### Work instruction
Set down the records again. Every word and mark must match exactly.

------ Records for processing

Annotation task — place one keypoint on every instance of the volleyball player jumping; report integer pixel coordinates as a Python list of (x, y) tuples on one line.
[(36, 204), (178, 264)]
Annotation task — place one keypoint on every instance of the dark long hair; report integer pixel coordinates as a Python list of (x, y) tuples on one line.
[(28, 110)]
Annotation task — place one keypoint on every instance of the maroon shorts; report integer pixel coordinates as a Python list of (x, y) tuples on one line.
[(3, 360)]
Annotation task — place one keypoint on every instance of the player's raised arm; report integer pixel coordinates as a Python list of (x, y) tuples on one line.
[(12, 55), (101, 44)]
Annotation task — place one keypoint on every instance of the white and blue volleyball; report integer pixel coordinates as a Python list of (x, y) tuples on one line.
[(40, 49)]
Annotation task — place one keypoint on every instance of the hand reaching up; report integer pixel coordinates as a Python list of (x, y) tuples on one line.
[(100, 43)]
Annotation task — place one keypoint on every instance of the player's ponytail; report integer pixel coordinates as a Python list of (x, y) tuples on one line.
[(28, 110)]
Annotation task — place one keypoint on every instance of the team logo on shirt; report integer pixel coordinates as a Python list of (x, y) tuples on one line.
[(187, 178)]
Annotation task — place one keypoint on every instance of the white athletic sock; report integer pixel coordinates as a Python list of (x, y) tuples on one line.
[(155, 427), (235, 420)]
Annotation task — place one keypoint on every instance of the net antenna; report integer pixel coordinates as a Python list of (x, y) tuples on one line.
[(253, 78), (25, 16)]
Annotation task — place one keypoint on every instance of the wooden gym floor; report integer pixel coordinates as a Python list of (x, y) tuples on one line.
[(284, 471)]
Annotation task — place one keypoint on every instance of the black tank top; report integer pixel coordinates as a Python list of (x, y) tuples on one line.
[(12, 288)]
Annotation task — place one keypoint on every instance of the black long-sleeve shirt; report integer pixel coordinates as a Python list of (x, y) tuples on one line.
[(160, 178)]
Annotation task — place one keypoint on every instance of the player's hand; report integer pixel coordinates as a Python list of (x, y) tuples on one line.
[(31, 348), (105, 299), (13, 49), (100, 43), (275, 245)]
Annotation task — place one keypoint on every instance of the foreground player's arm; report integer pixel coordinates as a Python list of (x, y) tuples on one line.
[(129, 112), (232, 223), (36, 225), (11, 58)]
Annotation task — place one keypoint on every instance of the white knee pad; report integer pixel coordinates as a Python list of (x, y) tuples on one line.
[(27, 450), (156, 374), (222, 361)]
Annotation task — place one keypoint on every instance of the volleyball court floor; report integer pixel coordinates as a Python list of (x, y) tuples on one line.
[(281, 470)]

------------

### Reply to the task
Annotation task — place one keypoint on every instance of the volleyball player jumping; report integer pixel coordinates as a Python list of (x, y) tuples on one line.
[(36, 204), (178, 264)]
Annotation task — place one keypoint on every instance of the dark long hair; report integer pixel coordinates as a Python list of (x, y) tuples on one line.
[(28, 110)]
Annotation task — place one keypoint on every instance of the maroon shorts; report integer pixel coordinates as a Python list of (x, y) tuples on one line.
[(3, 360)]
Annotation task — place one keypoint on every instance of the player's raised arm; report integer pixel coordinates as a Python list of (x, y) tuples on one line.
[(12, 55), (101, 44)]
Annotation task — place one keypoint on every instance of the white and blue volleyball; report integer pixel coordinates as a Python list of (x, y) tuples on one line.
[(40, 49)]
Annotation task — place one keypoint on every instance of the hand reaching up; report integer pixel coordinates as a Python list of (x, y) tuples on one line.
[(100, 43)]
Annotation task — place one keypoint on every instance of the player's ponytail; report integer pixel coordinates as a Python list of (x, y) tuples on one line.
[(28, 110)]
Annotation task — place one keypoint on every instance of the team logo on shirt; report integer pixel coordinates as a Python list of (x, y) tuples on one line.
[(187, 178)]
Annotation task — place one keypoint on every instance of the white athletic sock; report integer pixel coordinates as a Python list of (x, y) tuples on one line.
[(155, 427), (235, 420)]
Annotation task — place one keypoint on every instance of the net antenna; report integer pixel coordinates as a Python list of (x, y) tuples on one line.
[(253, 78), (25, 16)]
Annotation task — place one keypoint on every instance of the wooden gym floor; report integer pixel coordinates as a Python list of (x, y) tuples on one line.
[(284, 471)]
Annotation task — place one keypoint on every instance of the black tank top; report integer pixel coordinates as a Python list of (x, y) tuples on one line.
[(12, 288)]
Annotation task — place one keypoint on every instance of the black long-sleeve shirt; report integer pixel coordinates as a Python list of (x, y) tuples on one line.
[(160, 178)]
Annotation task — place one keypoint on every instance of the player's hand; report integer pixel coordinates as a Python list of (x, y) tuples on one line.
[(31, 348), (105, 299), (13, 49), (100, 43), (275, 245)]
Annotation task — place one keypoint on every instance of the foreground player's arm; report integer pixel coordinates as a Python list of (x, y) tuples on one line.
[(129, 112), (232, 223), (36, 225), (11, 58)]
Annotation task — place one keypoint on every instance of the white knee pad; report integer pixel coordinates as a Python list of (x, y) tuples on one line.
[(27, 450), (156, 374), (222, 361)]
Annotation task — place one keypoint on every instance of the volleyball court floor; report integer pixel coordinates as a Python list of (x, y) tuples on one line.
[(281, 470)]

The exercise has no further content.